• [WORK TO COMPLETE] Restate word for word every entry that appears below, skipping its pictures.

• [MATERIAL FOR THE TASK]
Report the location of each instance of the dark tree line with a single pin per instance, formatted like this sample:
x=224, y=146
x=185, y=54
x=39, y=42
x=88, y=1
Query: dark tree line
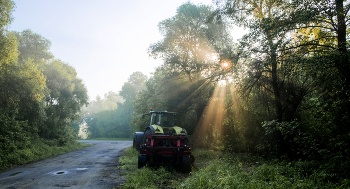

• [RESPONSE FOR THIS EXERCISE]
Report the location of each instance of the dark tree line with a single pin per instance, formatted like this sample:
x=224, y=146
x=185, y=54
x=39, y=42
x=88, y=1
Query: dark tree line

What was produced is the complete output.